TASK DETAILS: When a line in the records includes the string "exact", it goes into the tally; report that tally alone.

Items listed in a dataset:
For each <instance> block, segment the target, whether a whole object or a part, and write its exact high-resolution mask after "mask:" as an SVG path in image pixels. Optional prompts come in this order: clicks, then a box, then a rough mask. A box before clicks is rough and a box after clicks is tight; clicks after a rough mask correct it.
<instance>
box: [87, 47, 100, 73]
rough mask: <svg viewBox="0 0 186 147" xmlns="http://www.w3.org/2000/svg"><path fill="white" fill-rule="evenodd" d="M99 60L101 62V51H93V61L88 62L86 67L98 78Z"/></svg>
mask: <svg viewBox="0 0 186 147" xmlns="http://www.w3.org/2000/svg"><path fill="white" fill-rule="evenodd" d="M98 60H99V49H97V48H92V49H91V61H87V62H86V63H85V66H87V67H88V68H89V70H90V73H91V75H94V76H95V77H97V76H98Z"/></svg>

==

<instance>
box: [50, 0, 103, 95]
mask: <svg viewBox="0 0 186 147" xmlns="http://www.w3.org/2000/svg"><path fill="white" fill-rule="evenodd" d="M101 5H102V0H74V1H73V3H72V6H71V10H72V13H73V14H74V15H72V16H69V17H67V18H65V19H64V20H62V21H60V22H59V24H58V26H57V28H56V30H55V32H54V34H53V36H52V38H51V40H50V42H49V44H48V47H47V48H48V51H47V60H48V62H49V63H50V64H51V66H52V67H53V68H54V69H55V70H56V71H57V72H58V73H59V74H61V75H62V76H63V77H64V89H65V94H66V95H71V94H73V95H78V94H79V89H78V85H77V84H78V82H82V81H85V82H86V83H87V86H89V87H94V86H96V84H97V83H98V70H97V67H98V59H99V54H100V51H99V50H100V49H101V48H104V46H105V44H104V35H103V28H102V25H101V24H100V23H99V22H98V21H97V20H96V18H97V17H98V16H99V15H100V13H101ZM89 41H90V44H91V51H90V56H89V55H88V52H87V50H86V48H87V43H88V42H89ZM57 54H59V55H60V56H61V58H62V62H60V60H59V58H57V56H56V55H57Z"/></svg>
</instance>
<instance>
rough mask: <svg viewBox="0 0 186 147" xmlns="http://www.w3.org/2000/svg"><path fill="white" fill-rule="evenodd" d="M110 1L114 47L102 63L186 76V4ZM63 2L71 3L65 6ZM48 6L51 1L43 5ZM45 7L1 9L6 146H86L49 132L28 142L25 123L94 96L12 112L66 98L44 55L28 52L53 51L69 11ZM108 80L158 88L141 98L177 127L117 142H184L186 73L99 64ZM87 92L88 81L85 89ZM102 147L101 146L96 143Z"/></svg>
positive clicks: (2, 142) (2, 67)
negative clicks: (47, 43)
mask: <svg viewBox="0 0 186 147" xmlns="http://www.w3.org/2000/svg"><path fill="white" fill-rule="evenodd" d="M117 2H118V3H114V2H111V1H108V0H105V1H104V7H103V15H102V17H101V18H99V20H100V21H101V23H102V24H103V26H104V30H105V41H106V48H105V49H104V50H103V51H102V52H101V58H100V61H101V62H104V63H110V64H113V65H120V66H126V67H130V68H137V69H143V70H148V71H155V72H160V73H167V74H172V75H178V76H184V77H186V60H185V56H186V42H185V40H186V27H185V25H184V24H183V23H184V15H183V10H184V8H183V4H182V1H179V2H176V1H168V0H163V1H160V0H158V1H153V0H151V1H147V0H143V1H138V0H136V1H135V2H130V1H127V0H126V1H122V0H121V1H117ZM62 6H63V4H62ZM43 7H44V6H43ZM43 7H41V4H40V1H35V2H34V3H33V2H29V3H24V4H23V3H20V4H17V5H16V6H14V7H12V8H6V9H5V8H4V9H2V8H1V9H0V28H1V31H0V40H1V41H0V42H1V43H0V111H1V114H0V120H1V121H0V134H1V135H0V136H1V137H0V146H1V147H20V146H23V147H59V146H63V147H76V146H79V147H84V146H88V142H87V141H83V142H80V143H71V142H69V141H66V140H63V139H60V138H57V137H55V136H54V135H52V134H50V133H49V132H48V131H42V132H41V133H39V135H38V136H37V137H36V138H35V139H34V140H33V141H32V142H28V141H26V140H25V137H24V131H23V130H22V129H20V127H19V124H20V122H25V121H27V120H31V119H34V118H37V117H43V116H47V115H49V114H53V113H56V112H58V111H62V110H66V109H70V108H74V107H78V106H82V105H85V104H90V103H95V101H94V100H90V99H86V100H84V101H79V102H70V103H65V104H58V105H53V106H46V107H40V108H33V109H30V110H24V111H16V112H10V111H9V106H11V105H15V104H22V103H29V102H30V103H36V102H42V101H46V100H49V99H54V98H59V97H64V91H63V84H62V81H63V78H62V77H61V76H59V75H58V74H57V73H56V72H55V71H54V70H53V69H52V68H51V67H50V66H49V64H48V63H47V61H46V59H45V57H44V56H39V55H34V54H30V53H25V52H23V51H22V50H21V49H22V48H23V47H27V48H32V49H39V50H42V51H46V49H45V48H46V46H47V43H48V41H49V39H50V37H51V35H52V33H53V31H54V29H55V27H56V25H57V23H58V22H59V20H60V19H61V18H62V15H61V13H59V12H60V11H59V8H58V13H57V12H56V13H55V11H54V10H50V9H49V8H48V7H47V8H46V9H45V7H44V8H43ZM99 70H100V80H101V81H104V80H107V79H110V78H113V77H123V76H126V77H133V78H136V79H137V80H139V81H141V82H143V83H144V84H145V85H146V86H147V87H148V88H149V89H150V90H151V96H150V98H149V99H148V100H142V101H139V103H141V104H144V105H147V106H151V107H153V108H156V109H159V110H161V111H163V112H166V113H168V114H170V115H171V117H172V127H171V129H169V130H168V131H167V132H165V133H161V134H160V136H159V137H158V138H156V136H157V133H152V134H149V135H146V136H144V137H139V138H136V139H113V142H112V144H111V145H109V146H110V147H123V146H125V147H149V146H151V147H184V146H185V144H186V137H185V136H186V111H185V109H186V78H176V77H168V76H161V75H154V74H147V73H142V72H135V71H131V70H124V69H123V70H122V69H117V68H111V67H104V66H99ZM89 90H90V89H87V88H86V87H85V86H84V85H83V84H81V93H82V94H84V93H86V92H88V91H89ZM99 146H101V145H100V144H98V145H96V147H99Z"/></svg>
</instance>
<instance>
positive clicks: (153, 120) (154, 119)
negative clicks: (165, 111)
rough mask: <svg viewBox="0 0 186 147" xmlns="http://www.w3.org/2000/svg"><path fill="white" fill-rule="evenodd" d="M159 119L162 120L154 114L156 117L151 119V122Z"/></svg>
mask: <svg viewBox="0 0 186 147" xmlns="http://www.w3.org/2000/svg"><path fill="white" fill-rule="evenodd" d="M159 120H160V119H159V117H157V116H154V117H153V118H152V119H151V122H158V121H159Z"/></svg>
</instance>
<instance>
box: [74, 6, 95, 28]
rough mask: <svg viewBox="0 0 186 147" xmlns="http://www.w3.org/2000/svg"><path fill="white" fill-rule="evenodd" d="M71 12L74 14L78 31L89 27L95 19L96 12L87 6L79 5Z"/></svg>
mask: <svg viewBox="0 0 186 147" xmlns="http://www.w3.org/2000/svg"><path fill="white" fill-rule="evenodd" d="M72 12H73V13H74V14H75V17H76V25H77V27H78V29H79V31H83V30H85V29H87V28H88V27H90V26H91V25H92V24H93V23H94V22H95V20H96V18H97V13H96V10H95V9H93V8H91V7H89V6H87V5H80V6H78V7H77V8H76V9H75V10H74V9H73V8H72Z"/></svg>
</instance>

==

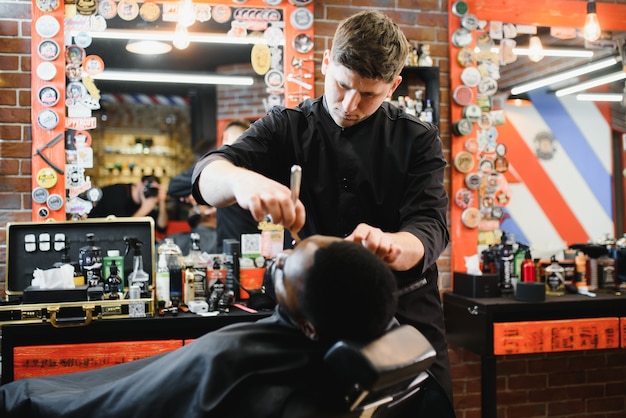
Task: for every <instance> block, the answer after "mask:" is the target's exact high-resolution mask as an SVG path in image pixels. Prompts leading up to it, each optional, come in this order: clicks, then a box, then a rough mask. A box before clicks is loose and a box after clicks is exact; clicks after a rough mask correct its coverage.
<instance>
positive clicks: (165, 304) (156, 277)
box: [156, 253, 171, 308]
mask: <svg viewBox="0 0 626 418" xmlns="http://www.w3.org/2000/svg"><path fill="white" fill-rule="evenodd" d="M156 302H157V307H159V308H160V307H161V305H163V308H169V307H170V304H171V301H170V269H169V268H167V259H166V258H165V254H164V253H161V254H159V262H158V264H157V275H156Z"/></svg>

WRITTEN REPLY: 2